O seguinte texto, que gira em torno da estratégia estoica desenvolvida pelo filósofo Epicteto para superar um coração partido, foi publicado originalmente no site The Marginalian, pela redatora Maria Popova. Caso seja fluente em inglês e deseje ler o texto original, ele se encontra aqui.
Do contrário, continue conosco e esperamos que aproveite o aprendizado.
Séculos antes do filósofo americano Ezra Pound escrever um tratado sobre como escrever poesia, e do também poeta Edward Hirsch escrever outro sobre como lê-la, o escritor e filósofo francês do Iluminismo, Voltaire (21 de Novembro de 1694 – 30 de Maio de 1778) elencou conselhos inestimáveis sobre a arte da escrita poética em uma carta dirigida ao seu então protegidom, um jovem galante e cosmopolita chamado Claude Adrien Helvétius.
Duas décadas depois, Helvétius viria a escrever o livro De l’esprit, cujo materialismo cru despertaria grande aversão em Voltaire. Contudo, na sua juventude, Helvétius almejava viver como poeta. Após publicar um livro de poemas sobre felicidade e amor, intitulado Epistles, que recebeu uma recepção crítica bastante desfavorável, Helvétius procurou Voltaire em busca de feedback e encorajamento, os quais seu mentor prontamente forneceu.
A carta, encontrada na compilação de 1919 Voltaire in His Letters: Being a Selection from his Correspondence, é uma obra-prima de conselhos, não apenas sobre como escrever poesia ou como escrever bem em geral, mas também, como Ursula K. Le Guin advertiu três séculos depois, sobre os perigos de escrever em busca de ganhos comerciais e para agradar uma audiência, em vez de seguir a própria visão criativa:
Meu caro amigo – amigo da Verdade e das Musas -, sua “Epístola” está repleta de um raciocínio audaz, à frente de sua época e muito mais avançado do queo daqueles tímidos escritores que rimam para os livreiros e se limitam ao escopo de um censor real que ou é ciumento deles, ou mais medroso do que eles próprios.
O que são eles a não ser aves miseráveis, com as asas aparadas, que, desejando voar, estão sempre caindo de volta à terra, fraturando as patas! Você tem um gênio destemido e sua obra cintila com imaginação. Prefiro, de longe, seus generosos defeitos às mediocridades encantadoras com as quais estamos saturados. Se me permite dizer onde acredito que possa aprimorar-se em sua arte, diria: cuidado, ao tentar o grandioso, para não ultrapassar a marca e cair no exagerado: use apenas metáforas verdadeiras e tenha certeza de usar sempre a palavra exata.

- [Instruções da tarefa]
Prossiga o texto acima sobre a carta de Voltaire a Helvétius, começando logo após a última frase dele.

- [Dados de origem]
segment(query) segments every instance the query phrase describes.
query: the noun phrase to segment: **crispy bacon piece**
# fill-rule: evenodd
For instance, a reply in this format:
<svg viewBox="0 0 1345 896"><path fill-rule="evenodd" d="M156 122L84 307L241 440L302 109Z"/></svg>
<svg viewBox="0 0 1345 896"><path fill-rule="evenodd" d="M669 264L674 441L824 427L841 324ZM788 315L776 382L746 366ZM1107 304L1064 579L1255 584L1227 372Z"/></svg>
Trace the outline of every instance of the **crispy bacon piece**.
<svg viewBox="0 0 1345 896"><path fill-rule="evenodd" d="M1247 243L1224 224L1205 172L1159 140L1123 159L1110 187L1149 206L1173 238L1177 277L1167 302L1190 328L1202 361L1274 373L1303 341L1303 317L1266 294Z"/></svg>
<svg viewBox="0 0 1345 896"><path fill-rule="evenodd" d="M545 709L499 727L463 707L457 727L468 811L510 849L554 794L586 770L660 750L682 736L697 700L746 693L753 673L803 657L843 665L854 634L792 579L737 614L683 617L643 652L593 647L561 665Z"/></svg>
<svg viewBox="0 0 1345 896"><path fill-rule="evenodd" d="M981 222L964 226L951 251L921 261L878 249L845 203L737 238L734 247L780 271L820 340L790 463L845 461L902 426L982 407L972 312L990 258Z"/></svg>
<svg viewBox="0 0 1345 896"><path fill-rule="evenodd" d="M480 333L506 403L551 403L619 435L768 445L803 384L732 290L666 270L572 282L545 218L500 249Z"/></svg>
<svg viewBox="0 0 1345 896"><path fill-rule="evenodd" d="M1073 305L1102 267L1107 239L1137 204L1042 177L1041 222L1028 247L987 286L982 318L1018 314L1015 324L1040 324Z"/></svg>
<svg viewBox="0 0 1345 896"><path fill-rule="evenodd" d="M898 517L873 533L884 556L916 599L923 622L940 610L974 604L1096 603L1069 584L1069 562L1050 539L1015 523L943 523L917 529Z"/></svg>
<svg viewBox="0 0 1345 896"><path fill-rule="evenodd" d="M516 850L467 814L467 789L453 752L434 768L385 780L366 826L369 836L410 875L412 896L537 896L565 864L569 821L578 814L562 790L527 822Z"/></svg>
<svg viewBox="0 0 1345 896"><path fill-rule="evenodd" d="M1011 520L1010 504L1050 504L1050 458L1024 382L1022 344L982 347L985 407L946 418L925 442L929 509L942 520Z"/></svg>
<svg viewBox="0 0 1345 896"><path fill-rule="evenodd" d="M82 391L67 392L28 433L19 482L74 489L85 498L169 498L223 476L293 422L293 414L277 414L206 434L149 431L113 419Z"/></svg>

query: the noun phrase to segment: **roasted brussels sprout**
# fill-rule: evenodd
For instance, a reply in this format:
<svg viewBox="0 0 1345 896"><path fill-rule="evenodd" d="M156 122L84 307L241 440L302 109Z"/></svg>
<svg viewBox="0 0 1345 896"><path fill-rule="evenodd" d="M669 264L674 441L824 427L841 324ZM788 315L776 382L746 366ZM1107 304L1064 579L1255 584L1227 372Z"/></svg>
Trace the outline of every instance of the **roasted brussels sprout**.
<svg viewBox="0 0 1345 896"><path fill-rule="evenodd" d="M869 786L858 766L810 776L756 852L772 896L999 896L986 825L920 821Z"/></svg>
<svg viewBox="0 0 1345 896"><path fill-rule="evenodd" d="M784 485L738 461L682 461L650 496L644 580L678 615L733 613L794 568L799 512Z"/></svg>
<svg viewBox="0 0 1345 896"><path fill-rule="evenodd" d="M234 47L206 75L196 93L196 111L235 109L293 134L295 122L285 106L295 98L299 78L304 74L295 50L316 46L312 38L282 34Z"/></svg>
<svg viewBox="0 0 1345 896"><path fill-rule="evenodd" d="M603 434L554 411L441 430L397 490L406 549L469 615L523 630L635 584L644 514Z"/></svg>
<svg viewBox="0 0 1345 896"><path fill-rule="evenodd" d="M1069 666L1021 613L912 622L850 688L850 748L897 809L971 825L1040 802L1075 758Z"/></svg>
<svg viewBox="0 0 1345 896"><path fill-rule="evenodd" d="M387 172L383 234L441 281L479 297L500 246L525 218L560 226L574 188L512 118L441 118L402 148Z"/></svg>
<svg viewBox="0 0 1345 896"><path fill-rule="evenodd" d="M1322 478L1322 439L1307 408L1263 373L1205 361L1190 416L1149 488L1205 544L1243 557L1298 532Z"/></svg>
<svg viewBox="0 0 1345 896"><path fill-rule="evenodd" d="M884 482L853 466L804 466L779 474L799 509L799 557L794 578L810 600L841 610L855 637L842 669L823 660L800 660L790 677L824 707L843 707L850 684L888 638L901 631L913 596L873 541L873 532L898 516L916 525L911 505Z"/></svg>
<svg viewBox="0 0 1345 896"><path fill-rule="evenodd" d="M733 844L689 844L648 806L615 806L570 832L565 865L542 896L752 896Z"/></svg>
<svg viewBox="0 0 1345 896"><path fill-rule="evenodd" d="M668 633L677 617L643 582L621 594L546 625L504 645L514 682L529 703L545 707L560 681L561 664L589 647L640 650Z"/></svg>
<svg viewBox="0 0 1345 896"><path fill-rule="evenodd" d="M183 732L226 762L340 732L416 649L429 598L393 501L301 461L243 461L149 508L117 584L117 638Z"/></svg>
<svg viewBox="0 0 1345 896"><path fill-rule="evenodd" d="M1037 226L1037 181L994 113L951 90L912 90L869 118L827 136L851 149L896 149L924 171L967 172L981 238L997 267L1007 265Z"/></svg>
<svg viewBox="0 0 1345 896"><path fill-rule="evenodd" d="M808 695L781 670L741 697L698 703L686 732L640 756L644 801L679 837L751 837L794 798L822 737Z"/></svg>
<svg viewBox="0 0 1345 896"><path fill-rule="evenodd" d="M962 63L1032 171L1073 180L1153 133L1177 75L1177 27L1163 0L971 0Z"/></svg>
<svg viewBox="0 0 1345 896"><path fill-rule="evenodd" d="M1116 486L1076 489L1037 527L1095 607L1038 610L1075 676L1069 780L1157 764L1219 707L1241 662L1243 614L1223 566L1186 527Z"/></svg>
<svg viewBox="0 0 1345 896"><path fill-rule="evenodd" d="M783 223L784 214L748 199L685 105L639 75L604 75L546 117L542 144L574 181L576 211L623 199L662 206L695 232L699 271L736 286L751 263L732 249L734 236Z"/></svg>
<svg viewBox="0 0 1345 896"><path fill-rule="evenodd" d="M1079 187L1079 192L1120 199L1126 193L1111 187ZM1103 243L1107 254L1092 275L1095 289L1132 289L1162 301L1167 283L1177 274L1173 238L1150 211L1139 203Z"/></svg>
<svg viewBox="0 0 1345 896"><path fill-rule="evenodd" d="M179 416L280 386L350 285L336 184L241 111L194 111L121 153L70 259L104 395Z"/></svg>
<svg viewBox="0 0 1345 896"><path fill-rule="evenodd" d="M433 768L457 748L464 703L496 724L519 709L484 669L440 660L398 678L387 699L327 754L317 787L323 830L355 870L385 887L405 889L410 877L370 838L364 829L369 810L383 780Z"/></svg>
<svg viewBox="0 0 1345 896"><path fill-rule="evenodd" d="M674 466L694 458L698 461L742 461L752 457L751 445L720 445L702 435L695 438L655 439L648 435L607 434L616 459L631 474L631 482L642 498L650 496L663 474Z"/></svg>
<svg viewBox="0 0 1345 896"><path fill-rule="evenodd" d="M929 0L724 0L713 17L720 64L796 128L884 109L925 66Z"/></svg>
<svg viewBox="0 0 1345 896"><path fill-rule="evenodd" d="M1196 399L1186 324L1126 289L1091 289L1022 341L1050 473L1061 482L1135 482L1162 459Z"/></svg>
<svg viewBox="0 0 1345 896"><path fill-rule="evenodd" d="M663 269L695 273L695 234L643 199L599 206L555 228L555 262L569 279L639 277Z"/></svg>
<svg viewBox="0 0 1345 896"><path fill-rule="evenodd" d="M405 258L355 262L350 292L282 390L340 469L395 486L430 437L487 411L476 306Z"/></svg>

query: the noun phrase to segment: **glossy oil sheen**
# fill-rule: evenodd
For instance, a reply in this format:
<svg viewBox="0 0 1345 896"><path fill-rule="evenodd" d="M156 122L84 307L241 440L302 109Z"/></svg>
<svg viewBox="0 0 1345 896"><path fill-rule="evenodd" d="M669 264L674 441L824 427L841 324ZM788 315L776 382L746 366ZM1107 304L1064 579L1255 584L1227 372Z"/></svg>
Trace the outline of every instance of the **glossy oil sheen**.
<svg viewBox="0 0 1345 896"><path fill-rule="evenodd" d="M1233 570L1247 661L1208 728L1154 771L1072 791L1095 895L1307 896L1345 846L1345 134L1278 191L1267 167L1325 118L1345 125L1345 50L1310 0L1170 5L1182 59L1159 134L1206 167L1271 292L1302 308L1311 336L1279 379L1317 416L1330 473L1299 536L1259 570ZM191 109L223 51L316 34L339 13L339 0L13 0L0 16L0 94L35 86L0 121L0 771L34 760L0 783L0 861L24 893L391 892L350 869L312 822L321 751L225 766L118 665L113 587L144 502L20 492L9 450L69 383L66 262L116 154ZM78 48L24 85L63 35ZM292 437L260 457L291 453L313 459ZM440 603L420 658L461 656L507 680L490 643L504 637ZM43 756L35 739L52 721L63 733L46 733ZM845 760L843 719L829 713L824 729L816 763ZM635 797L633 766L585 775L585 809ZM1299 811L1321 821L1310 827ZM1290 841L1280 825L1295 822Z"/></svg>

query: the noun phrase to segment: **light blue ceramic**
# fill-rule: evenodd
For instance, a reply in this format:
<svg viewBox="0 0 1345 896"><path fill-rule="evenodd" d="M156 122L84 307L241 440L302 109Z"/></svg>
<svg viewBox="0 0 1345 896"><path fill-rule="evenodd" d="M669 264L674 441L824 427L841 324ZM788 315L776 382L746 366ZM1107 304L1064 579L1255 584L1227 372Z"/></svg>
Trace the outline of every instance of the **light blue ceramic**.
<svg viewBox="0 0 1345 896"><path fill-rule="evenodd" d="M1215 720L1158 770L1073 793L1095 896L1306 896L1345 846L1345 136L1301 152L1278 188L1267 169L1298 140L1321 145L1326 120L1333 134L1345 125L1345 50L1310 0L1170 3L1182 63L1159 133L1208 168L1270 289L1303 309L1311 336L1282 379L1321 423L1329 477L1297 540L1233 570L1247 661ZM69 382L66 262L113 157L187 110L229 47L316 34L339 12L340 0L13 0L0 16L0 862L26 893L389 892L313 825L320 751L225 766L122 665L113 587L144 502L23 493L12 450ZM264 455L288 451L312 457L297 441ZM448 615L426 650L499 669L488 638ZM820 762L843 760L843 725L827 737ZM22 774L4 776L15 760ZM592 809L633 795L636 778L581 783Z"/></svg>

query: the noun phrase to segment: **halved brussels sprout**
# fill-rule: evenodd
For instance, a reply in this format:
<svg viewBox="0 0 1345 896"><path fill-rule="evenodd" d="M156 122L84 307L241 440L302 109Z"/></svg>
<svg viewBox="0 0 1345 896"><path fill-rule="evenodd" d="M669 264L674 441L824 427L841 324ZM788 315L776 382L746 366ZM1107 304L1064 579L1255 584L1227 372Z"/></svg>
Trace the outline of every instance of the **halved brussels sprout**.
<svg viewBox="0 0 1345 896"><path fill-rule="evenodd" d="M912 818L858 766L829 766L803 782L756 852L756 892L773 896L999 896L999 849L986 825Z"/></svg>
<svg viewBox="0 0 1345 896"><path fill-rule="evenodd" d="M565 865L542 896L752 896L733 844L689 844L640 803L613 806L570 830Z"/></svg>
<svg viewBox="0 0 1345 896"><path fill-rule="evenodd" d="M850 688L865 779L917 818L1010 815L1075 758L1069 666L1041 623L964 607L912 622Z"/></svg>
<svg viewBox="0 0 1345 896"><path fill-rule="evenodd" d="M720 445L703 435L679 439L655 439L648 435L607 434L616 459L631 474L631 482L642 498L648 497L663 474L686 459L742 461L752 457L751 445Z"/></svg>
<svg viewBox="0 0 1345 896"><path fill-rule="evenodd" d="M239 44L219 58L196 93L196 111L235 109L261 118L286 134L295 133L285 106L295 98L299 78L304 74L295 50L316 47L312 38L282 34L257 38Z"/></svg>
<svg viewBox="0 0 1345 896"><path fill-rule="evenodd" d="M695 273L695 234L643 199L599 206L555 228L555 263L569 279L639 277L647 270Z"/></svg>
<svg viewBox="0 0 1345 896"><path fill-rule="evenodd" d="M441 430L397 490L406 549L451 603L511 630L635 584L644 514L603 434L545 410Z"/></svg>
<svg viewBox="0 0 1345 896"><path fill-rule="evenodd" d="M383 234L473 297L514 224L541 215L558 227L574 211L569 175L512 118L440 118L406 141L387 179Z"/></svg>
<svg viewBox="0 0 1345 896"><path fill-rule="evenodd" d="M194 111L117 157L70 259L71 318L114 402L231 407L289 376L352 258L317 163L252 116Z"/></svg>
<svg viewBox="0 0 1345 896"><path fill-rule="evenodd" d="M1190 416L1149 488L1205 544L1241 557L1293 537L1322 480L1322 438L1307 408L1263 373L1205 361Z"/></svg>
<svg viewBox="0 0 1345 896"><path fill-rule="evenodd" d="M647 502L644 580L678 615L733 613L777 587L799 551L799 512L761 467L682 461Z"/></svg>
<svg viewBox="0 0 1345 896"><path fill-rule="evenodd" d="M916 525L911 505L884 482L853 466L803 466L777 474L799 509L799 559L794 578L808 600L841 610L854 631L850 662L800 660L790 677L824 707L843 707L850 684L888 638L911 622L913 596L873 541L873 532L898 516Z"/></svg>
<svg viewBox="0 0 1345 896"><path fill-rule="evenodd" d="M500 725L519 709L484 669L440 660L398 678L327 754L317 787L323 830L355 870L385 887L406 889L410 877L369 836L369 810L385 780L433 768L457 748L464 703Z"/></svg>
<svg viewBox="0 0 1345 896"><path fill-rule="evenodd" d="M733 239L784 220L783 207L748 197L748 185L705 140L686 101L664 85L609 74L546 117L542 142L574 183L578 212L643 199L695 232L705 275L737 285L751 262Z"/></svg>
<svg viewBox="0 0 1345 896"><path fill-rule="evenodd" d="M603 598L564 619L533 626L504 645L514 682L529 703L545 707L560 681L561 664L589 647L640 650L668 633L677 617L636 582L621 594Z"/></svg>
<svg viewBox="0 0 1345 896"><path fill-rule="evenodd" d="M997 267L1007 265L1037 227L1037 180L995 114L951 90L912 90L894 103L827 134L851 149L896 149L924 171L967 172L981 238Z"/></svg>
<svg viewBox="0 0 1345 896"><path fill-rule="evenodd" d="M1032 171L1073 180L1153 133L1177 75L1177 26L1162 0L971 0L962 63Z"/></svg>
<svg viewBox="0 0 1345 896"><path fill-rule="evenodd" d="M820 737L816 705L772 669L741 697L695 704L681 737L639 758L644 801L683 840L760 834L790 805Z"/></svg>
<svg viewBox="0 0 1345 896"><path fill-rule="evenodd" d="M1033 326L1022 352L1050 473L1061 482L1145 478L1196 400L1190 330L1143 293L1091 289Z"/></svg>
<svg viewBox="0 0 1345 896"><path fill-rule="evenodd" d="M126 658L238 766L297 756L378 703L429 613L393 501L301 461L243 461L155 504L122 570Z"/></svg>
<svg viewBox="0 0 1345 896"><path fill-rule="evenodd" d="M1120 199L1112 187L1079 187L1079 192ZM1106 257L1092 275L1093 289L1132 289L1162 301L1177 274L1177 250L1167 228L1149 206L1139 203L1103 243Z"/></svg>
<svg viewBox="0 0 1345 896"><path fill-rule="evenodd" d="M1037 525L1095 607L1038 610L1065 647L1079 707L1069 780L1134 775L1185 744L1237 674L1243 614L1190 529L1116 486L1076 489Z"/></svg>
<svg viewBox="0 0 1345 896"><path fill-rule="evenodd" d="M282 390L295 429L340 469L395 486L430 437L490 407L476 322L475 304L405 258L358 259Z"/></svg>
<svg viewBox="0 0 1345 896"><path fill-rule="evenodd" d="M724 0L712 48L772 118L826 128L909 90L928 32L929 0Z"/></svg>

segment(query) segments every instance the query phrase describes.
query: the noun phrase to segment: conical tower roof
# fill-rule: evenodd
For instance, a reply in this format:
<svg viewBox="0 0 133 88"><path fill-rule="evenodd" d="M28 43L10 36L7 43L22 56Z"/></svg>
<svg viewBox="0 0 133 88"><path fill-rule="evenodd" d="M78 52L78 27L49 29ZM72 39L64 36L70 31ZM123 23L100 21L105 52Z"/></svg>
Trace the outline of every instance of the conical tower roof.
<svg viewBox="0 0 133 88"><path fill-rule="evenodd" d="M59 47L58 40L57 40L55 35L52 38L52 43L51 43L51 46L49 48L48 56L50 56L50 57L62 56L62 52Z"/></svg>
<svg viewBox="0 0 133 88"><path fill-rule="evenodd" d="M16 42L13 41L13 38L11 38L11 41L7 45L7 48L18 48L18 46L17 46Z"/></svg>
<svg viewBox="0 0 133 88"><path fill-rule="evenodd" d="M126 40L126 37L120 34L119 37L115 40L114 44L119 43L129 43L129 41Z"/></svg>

- [Resposta escrita]
Posso lhe dar uma pequena regra infalível? Aqui está ela. Mesmo quando um pensamento é justo e nobre, algo ainda resta a ser feito com ele: verifique se a forma como você o expressou em verso seria eficaz em prosa; e se o seu verso, sem o ritmo da rima, parece ter uma palavra a mais, se há algum defeito na construção ou se uma conjunção foi esquecida. Se, em suma, a palavra certa não é usada, ou não está no lugar certo, deve-se concluir que a joia do seu pensamento não está bem engastada. Tenha certeza de que versos com algum desses defeitos nunca serão memorizados e nunca relidos: e os únicos bons versos são aqueles que se releem e se lembram, mesmo contra a própria vontade. Há muitos deste tipo em sua “Epístola” — versos que ninguém mais nesta geração poderia escrever em sua idade como foram escritos cinquenta anos atrás.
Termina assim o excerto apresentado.